» **Task goal**
Write back each entry precisely as it is given.

Region pointing data:
* * * * *

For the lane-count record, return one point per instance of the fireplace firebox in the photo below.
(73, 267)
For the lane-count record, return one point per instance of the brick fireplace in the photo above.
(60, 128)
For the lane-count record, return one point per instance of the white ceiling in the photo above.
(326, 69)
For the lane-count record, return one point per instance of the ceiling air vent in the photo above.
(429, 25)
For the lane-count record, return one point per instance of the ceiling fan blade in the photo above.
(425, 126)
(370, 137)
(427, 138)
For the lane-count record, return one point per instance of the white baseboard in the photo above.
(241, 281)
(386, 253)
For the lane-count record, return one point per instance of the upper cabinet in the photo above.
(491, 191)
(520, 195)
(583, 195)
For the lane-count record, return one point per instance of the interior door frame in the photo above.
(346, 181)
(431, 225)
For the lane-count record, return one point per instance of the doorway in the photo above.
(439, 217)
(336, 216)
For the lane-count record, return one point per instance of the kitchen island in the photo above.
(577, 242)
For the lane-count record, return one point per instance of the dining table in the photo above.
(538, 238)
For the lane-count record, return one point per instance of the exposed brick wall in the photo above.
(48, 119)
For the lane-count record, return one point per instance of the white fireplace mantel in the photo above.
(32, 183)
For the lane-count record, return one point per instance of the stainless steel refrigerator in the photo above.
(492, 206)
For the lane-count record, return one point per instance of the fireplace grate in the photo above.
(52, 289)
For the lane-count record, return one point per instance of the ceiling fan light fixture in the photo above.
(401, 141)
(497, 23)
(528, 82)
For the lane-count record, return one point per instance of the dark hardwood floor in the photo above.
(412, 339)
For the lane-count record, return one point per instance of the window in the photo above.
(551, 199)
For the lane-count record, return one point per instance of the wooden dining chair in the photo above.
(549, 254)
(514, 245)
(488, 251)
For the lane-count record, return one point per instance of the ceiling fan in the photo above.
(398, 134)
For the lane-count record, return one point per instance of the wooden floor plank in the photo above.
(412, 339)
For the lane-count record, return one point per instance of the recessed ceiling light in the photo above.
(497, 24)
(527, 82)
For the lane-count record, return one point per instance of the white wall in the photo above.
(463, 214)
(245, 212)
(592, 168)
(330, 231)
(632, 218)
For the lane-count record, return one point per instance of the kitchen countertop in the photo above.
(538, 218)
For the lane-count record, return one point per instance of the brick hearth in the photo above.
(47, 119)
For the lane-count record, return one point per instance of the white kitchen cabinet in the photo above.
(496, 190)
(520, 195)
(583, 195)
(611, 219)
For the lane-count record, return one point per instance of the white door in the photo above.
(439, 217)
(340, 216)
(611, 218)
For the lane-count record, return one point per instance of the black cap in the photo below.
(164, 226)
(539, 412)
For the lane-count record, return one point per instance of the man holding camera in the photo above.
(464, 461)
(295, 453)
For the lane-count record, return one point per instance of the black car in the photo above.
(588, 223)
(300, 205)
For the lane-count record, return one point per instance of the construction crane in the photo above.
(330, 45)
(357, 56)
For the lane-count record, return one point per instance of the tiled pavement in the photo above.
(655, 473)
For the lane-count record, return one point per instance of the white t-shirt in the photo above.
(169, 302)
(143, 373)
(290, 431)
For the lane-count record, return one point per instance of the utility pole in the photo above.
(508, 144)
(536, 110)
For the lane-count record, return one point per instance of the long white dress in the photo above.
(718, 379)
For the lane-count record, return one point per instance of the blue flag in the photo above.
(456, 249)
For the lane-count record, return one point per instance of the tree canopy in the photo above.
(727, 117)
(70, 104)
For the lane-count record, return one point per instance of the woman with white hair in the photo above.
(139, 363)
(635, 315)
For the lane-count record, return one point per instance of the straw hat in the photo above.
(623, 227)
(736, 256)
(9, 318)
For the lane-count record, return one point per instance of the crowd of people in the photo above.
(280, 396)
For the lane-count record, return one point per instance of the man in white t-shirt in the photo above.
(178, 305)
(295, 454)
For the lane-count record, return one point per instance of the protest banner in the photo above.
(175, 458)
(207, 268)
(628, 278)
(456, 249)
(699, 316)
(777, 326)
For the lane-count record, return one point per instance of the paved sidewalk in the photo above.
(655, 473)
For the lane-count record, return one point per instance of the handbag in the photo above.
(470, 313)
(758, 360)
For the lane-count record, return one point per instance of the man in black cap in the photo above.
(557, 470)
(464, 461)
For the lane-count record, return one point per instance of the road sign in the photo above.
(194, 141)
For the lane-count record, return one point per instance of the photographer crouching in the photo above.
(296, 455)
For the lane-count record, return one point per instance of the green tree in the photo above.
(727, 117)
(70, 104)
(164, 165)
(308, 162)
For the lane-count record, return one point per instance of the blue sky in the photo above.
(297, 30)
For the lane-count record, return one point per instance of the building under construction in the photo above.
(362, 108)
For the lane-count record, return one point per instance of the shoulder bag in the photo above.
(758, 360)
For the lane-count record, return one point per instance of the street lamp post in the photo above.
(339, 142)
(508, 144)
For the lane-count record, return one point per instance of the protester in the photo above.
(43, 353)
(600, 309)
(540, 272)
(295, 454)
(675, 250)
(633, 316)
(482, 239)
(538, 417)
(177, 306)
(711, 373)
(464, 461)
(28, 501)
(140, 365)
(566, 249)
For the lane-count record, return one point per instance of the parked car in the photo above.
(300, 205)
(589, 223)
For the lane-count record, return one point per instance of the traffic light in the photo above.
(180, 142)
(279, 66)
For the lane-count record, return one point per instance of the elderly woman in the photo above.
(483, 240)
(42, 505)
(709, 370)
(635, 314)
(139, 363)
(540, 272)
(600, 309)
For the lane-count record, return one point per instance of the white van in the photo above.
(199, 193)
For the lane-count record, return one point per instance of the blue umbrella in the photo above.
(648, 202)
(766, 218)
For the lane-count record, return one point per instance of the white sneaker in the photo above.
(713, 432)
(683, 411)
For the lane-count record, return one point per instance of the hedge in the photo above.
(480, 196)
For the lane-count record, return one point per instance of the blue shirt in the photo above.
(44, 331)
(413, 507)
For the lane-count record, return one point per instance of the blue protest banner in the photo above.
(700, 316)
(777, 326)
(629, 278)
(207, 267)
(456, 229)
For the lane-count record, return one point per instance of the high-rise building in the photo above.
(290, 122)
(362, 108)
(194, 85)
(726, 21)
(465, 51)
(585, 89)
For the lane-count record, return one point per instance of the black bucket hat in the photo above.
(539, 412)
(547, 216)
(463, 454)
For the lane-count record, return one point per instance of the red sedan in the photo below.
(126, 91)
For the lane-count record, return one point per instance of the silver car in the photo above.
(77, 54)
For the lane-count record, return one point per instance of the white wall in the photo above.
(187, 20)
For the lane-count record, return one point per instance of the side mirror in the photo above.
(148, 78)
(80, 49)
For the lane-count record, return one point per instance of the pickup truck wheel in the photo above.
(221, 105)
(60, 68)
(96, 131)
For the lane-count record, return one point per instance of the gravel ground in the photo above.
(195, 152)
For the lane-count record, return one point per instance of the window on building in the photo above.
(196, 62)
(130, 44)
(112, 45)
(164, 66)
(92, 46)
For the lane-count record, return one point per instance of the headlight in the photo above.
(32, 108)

* * * * *

» **Exercise result**
For the lane-count record, return one point per instance of the fireplace firebox in the photo below.
(73, 267)
For the lane-count record, return one point per instance of the brick fireplace in the photo above.
(60, 128)
For the lane-count record, return one point per instance of the white ceiling in the photo above.
(326, 69)
For the lane-count record, return one point per instance of the ceiling air vent in the photo above.
(429, 25)
For the lane-count record, return one point per instance of the ceiling fan blade in the photo above.
(425, 126)
(370, 137)
(427, 138)
For the lane-count record, return one point per instance of the white baseboard in the photo above.
(241, 281)
(386, 253)
For the lane-count record, return one point per instance of the upper cabinet in the photo above.
(491, 191)
(520, 195)
(583, 195)
For the lane-count record, return one point per instance of the interior door frame in the photo above.
(346, 181)
(431, 225)
For the lane-count record, return one point per instance of the doorway in the photo above.
(439, 217)
(336, 216)
For the lane-count record, return one point per instance of the kitchen island in the photo above.
(577, 242)
For the lane-count record, return one point per instance of the dining table in the photo above.
(538, 238)
For the lane-count record, return one point per instance of the exposed brick wall in the photo above.
(48, 119)
For the lane-count record, return one point per instance of the white fireplace mantel in the photo above.
(32, 183)
For the lane-count record, return one point per instance of the stainless steel refrigerator in the photo above.
(492, 206)
For the lane-count record, return one point per instance of the fireplace grate in the photo above.
(52, 289)
For the lane-count record, return one point per instance of the ceiling fan light fixture in the photo above.
(401, 141)
(497, 23)
(528, 82)
For the lane-count record, return one point per instance of the dark hardwood floor in the photo above.
(412, 339)
For the lane-count record, return one point per instance of the window in the photo above.
(551, 199)
For the lane-count record, return one point per instance of the wooden dining chair in the photo above.
(549, 254)
(514, 245)
(488, 251)
For the lane-count record, return one point per instance of the ceiling fan in the photo above.
(398, 134)
For the lane-count record, return one point per instance of the wooden floor plank in the photo above.
(412, 339)
For the lane-count record, return one point per instance of the recessed ceiling light in the photo above.
(497, 24)
(527, 82)
For the lane-count record, return one point per instance of the white wall in the photo above.
(463, 214)
(245, 212)
(592, 168)
(330, 231)
(632, 218)
For the lane-count record, return one point per instance of the kitchen countertop in the photo above.
(538, 218)
For the lane-count record, return one point per instance of the brick hearth in the photo above.
(47, 119)
For the lane-count record, return one point per instance of the white kitchen cabinet in the photo above.
(496, 190)
(520, 195)
(583, 195)
(611, 219)
For the lane-count record, return one point per instance of the white door in the photo above.
(439, 217)
(340, 216)
(611, 218)
For the lane-count record, return one point per instance of the black cap in the photo below.
(164, 226)
(539, 412)
For the lane-count record, return one point per instance of the man holding camera in the photo above.
(464, 461)
(295, 453)
For the lane-count record, return one point per instance of the black car in the photo above.
(588, 223)
(300, 205)
For the lane-count record, return one point per instance of the construction crane in the photo above.
(330, 45)
(357, 56)
For the lane-count record, return one point per instance of the tiled pavement in the photo above.
(655, 473)
For the lane-count record, return one point per instance of the white t-shirt in the photo above.
(169, 302)
(143, 373)
(290, 431)
For the lane-count record, return one point per instance of the utility pole in the photo above.
(508, 144)
(536, 110)
For the lane-count record, return one point per instance of the long white dress in the photo above.
(718, 379)
For the lane-count record, return one point per instance of the blue flag in the photo above.
(456, 249)
For the lane-count record, return one point per instance of the tree canopy in the photo above.
(727, 117)
(70, 104)
For the lane-count record, return one point per instance of the woman with white hair in the photo above.
(139, 363)
(635, 315)
For the lane-count record, return one point per instance of the straw hat in the photo above.
(623, 227)
(736, 256)
(9, 318)
For the lane-count record, return one point per instance of the crowd of people in the photo above.
(280, 396)
For the lane-count record, return one point per instance of the man in white t-shirt in the photo above.
(178, 305)
(295, 454)
For the lane-count record, return one point per instance of the protest banner in the photo above.
(175, 458)
(207, 268)
(628, 278)
(456, 249)
(699, 316)
(777, 326)
For the lane-count record, return one point per instance of the paved sidewalk in the photo above.
(655, 473)
For the lane-count record, return one point per instance of the handbag in the photo above.
(470, 313)
(758, 360)
For the lane-count record, return one point per instance of the man in black cap in the photo above.
(557, 470)
(464, 461)
For the lane-count record, return one point per instance of the road sign in the photo above.
(194, 141)
For the lane-count record, return one point per instance of the photographer crouching in the photo above.
(296, 455)
For the lane-count record, return one point per instance of the green tree in the photo above.
(727, 117)
(70, 104)
(164, 165)
(308, 162)
For the lane-count record, return one point per instance of the blue sky in the photo above.
(297, 30)
For the lane-count record, return one point per instance of the building under construction in the photo above.
(362, 108)
For the lane-count record, return one point per instance of the shoulder bag in the photo above.
(758, 360)
For the lane-count record, return one point per instance of the street lamp post in the photo above.
(339, 142)
(508, 144)
For the lane-count record, return one point per instance of the protester in the photo above.
(43, 353)
(600, 309)
(540, 272)
(295, 454)
(675, 250)
(633, 316)
(482, 239)
(538, 417)
(177, 306)
(711, 373)
(464, 461)
(28, 501)
(140, 365)
(566, 249)
For the lane-count record, return one point per instance of the parked car in the photo above.
(300, 205)
(589, 223)
For the lane-count record, return one point per instance of the traffic light in the photo above.
(180, 142)
(279, 66)
For the lane-count record, return one point per instance of the elderly woman in the photo above.
(483, 240)
(42, 505)
(709, 370)
(635, 314)
(139, 363)
(540, 272)
(600, 309)
For the lane-count record, return one point per instance of the white van in the photo above.
(199, 193)
For the lane-count record, return one point per instance of the blue umbrella in the photo above.
(648, 202)
(766, 218)
For the lane-count record, return one point per instance of the white sneaker in the photo above.
(713, 432)
(683, 411)
For the lane-count record, return one point per instance of the hedge in the photo above.
(480, 196)
For the lane-count record, return one point per instance of the blue shirt in the photo above.
(44, 331)
(413, 507)
For the lane-count record, return one point per instance of the blue protest banner in the photo above.
(700, 316)
(777, 326)
(629, 278)
(207, 267)
(456, 229)
For the lane-count record, return one point per instance of the high-rise building in the photo above.
(290, 122)
(362, 108)
(194, 85)
(726, 21)
(465, 51)
(585, 89)
For the lane-count record, return one point per instance of the black bucket hat in the photo above.
(539, 412)
(547, 216)
(463, 454)
For the lane-count record, return one point per instance of the red sedan in the photo below.
(126, 91)
For the lane-count record, return one point per instance of the silver car in the photo above.
(77, 54)
For the lane-count record, return one point per instance of the white wall in the photo above.
(187, 20)
For the lane-count record, return one point per instance of the side mirror in the photo above.
(148, 78)
(80, 49)
For the lane-count record, return one point per instance of the pickup truck wheel in the photo above.
(221, 105)
(60, 68)
(96, 131)
For the lane-count record, return one point per instance of the gravel ground in the photo above.
(195, 152)
For the lane-count record, return one point per instance of the window on building in the photo above.
(196, 62)
(130, 44)
(112, 45)
(164, 66)
(92, 46)
For the lane-count record, return one point per instance of the headlight in the photo above.
(32, 108)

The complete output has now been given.